> WHAT TO DO
Reproduce the lines below in full, requests included, multiplying every point coordinate in the answers by 2.55 and rounding each result to a whole number, with halves rounded up; leave the numbers in the requests and their sample formats unchanged. Begin at the first line and stop after the line that contains "[[190, 656], [787, 591], [558, 716], [175, 585]]".
----------------------------------------
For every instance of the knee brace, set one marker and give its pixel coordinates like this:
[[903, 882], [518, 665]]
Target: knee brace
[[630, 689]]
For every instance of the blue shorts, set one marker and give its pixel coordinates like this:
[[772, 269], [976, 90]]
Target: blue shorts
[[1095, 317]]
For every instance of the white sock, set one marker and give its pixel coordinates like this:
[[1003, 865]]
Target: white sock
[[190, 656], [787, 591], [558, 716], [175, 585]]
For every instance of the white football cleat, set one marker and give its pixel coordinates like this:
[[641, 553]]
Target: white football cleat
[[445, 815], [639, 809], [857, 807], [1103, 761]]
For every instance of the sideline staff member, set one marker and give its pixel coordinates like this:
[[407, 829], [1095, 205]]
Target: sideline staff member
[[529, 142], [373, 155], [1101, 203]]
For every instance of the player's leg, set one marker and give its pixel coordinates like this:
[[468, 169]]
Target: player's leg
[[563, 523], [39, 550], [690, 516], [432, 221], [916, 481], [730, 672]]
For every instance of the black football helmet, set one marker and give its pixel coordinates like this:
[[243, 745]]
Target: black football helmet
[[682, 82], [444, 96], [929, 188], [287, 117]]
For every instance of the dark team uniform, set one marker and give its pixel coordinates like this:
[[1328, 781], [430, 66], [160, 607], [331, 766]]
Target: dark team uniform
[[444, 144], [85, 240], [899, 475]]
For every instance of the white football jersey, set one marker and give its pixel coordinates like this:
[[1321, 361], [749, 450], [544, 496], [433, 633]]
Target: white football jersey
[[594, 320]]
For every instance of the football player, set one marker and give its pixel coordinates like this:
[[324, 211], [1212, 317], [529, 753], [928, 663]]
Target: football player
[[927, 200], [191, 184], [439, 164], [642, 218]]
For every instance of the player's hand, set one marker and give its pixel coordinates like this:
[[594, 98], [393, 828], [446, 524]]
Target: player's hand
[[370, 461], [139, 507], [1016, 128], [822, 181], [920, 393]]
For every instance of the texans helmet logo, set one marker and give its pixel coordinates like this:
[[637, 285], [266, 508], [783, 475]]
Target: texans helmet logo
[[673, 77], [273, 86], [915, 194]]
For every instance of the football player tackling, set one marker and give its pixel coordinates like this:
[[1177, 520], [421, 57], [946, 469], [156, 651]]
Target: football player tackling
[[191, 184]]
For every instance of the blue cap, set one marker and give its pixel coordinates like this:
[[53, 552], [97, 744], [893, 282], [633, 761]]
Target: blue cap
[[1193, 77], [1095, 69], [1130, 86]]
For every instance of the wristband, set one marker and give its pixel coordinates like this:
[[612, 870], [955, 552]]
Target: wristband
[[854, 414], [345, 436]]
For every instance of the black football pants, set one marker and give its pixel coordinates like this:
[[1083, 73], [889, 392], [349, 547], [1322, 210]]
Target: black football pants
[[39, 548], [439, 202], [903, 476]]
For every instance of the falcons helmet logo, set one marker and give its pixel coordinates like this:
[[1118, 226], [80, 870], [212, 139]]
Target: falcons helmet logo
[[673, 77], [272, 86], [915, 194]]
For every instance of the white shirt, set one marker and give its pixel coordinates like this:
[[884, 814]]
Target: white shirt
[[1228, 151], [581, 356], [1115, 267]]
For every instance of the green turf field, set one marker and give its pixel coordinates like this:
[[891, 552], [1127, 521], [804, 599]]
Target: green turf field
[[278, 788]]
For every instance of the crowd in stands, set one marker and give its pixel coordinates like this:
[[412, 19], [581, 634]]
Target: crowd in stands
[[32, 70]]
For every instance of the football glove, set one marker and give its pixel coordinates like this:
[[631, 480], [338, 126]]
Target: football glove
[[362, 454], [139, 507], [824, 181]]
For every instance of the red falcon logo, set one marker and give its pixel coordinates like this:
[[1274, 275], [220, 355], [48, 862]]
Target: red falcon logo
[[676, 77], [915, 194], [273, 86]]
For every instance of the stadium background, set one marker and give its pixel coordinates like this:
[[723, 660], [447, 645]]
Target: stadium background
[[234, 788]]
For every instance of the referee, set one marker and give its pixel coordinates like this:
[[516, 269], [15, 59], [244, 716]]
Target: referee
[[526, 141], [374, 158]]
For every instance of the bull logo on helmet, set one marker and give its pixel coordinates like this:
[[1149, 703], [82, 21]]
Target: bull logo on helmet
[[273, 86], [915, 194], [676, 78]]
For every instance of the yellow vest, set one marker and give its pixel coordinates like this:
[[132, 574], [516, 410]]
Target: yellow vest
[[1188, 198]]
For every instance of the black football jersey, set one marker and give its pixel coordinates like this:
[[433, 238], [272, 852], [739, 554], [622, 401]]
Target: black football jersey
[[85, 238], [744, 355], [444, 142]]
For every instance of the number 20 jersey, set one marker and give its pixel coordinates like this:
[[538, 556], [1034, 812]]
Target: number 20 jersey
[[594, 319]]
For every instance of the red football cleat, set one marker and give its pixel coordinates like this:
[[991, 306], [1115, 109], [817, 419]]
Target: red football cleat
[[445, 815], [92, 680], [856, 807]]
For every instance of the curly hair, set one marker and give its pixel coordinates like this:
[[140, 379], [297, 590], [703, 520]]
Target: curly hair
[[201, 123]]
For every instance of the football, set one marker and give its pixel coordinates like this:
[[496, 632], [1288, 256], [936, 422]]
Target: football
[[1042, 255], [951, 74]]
----------------------------------------
> CORRECT RESPONSE
For every instance of the knee brace, set one marker and give its pixel coordinates like this:
[[903, 882], [518, 665]]
Target: knee brace
[[1607, 1757]]
For every instance of the blue shorts, set one marker and give its pixel coordinates like this:
[[772, 269], [976, 90]]
Target: blue shorts
[[2792, 808]]
For every instance of the white sock, set one marker and give its pixel coordinates like this:
[[1003, 865]]
Target: white sock
[[485, 1673], [2007, 1507], [1423, 1826], [446, 1492]]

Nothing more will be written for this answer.